### Aim
Pick up the passage on China's maritime power after its last sentence and keep writing it in the same style.

### Source document
################

Overall, available PRC writings suggest a tentative prioritization of maritime spheres: (1) near seas and first island chain, (2) waters out to the second island chain, (3) the western Pacific out to a third island chain bisecting Hawaii and the northern Indian Ocean, (4) the Atlantic Ocean, Mediterranean Sea, and Arctic Ocean, and (5) beyond. Few sources explicitly delineate such layers, but few, if any, disagree.21
Additionally, Beijing may advance dramatically in “new strategic frontiers,” where it enjoys particular room for maneuver as rival powers struggle to invest the requisite resources to compete in less-established areas featuring extreme conditions. China is already attempting to achieve a more comprehensive, active presence globally, including in geophysically extreme zones of particular importance, such as sea depths and the seabed, outer space, and the Arctic and Antarctic. Major General Xiao Tianliang emphasizes that “the view of time and space in war has undergone profound changes…the battlespace is expanding rapidly…. Space and cyberspace have become new commanding heights of military competition.”22 The map below projects Beijing’s maritime priorities geographically. It illustrates the aforementioned maritime strategic zones and offers the best official depiction available of key Maritime Silk Road sea lanes in Xi’s BRI.23 It also plots the PLA Navy’s current bases as well as potential future first-priority and second-priority ports that might conceivably offer special access and support.24
Constraints on China’s Power in the Maritime Domain
China is developing capabilities to project power globally and throughout emerging domains. It does so multifariously, including through enhanced overseas presence and activities in order to secure citizens, assets, and access to material resources while attempting to circumvent or neutralize chokepoints. Beijing may well make considerably greater strides worldwide and muster forces with robust global influence and reach. Indeed, Xi’s call for a “world-class navy” by 2049 demands no less.
However, China’s geography and political system impose an unusually severe power-distance (“loss of strength”) gradient. Radiation out into contested spaces and domains increases reliance on vulnerable land facilities, other fixed support points, and concentrated platforms such as carriers. China’s homeland supports a dense network of potent counter-intervention capabilities, but the intensity with which it is incentivized and able to project military power attenuates markedly with distance from shore. Beijing has progressively less reason to project power maximally at longer ranges, particularly under potentially contested conditions.

################

### Source data
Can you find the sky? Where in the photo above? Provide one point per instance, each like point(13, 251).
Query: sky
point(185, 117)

################

### Result of the task
In the maritime domain, in particular, chokepoints and barriers—many with proximate U.S., allied, and partner military facilities and presence—are another hindrance to China projecting peak power even farther from its shores. Analysts at the PLA Naval Research Institute acknowledge that, “according to the law of diminishing marginal utility, the strategic power that Chinese sea power can exert in the Indian Ocean is extremely limited.” Moreover, “the sea routes by which China can enter the Indian Ocean are extremely narrow: China must choose from a very small number of straits such as the Strait of Malacca and the Strait of Sunda, which are very easily blockaded and controlled.”25 It is not just a matter of distance or power gradients; geography still matters greatly. Projecting power outward in some directions, or through some straits and potential chokepoints, may be much harder than in others.26
Closer to home, rising domestic expectations and Beijing’s need for popular legitimacy amid economic volatility, an economic slowdown, or other setbacks may motivate both geostrategic retrenchment and increased reliance on nationalism. Along virtually any strategic trajectory that China might follow, cross-strait security seems far from guaranteed. This much is clear: at a time when China under Xi Jinping is unprecedently powerful in the maritime domain, Taiwan is increasingly targeted and vulnerable.
Andrew S. Erickson is a Professor of Strategy in the China Maritime Studies Institute at the U.S. Naval War College.
The views expressed are the author’s alone. He thanks Ian Chong, Peter Dutton, Ian Easton, Isaac Kardon, Conor Kennedy, Daniel Koss, Ryan Martinson, Andrew Rhodes, and anonymous reviewers for invaluable inputs.
IMAGE CREDITS
Banner illustration by Nate Christenson ©The National Bureau of Asian Research.
ENDNOTES
- Andrew Rhodes, “Thinking in Space: The Role of Geography in National Security Decision-Making,” Texas National Security Review 2, no. 4 (2019): 90–108, https://tnsr.org/wp-content/uploads/2019/11/Rhodes_TNSR-Vol-2-Issue-4.pdf.
- This quote is from correspondence with the author and colleagues on September 8, 2023, and subsequent in-person discussions. Dutton elaborates: “China pursues its security through interior strategies that involve the development of rings of security around central areas of national interest. The Chinese have long felt vulnerable from the sea and their current maritime strategy seeks to reduce that vulnerability by extending a ring of maritime control around China’s periphery.” He adds that “the aim of China’s regional maritime strategy is to expand China’s interior to cover the maritime domain under an umbrella of continental control.” Peter A. Dutton, testimony before the House Foreign Affairs Committee Hearing on China’s Maritime Disputes in the East and South China Seas, January 14, 2014, https://docs.house.gov/meetings/AS/AS28/20140114/101612/HHRG-113-AS28-Wstate-DuttonP-20140114.pdf.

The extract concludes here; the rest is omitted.